-- Begin --

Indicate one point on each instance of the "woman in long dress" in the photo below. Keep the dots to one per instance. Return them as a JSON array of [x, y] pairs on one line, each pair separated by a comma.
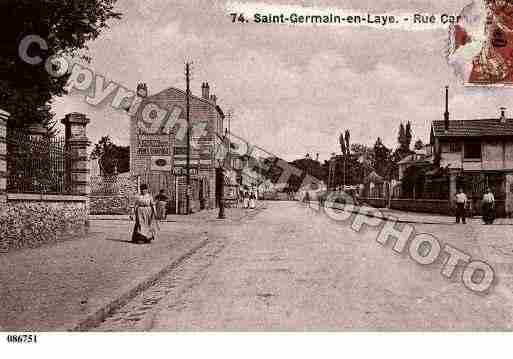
[[145, 228]]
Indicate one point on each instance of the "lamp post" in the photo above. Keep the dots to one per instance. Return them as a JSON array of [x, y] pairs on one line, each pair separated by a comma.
[[220, 159]]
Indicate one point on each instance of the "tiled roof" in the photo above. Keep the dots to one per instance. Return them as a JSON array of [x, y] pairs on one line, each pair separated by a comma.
[[473, 128]]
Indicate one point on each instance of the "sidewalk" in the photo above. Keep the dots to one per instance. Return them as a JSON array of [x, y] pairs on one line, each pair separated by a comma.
[[232, 214]]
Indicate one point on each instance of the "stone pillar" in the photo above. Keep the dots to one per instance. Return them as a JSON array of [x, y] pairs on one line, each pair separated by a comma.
[[77, 171], [4, 116]]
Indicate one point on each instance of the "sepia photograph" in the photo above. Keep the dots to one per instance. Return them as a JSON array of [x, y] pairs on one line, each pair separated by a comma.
[[266, 167]]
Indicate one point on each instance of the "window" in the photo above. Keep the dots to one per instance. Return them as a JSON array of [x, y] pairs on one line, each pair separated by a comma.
[[472, 149]]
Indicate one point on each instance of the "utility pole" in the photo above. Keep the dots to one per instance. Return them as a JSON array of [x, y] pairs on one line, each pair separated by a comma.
[[188, 162]]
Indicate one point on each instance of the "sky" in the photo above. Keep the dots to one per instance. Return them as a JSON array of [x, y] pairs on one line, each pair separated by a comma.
[[292, 89]]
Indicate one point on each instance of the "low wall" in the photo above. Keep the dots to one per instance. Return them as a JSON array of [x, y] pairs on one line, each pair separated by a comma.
[[28, 220], [112, 194]]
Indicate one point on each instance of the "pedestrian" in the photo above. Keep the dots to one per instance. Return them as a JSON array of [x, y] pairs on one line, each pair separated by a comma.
[[252, 198], [488, 206], [461, 202], [146, 226], [161, 205]]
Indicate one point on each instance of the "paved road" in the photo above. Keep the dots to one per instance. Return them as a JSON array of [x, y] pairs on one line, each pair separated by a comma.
[[290, 268]]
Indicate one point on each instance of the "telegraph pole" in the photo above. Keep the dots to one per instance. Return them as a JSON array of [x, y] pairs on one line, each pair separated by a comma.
[[188, 162]]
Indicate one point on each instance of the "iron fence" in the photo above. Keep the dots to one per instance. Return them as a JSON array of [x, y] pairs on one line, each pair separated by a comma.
[[37, 165]]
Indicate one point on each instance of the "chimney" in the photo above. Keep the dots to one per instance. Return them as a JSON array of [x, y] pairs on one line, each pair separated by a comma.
[[205, 91], [446, 113], [503, 115]]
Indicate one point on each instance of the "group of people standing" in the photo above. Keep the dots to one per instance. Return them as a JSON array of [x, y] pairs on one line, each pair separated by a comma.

-- End --

# WRITTEN PROBLEM
Rewrite the lines from the start of the records through the line containing "[[77, 171], [4, 116]]", with that line included and the requests kept, and multiply each point coordinate in the answers by 2.55, rounding to whole numbers with halves going up. Leave the pictures out.

# WORKED ANSWER
Indicate one point on each instance of the "woman in long dress" in the photo below. Keep the dots to one per instance. Return them as a JSON array of [x, y] pairs on one line, each pair separated by a comma.
[[370, 581]]
Indicate one point on each instance of the "lamp post" in the photo above. Keep the dots to one per instance. Return them as a JSON array of [x, y] pairs on one line, each pair separated by a comma.
[[561, 405]]
Indicate one point on each instance of the "tiled roof" in the photo above. Keep the dots to one per instance. Return them as a JSON array of [x, y] pairs on one line, each pair separated by a comma.
[[1206, 326]]
Indicate one point on each instance of the "sidewalk" in the photo above. Keep the dots to one per instance. Return them as a JSON array of [x, y] pairs on one line, each pair separated by a comma.
[[592, 546]]
Indicate one point on each instance of the "stone pillar" in the photo above. Keep the dots to one per instance. Return them as a JSON array of [x, y] pairs on one line, each pair separated by a comma.
[[196, 436], [10, 296]]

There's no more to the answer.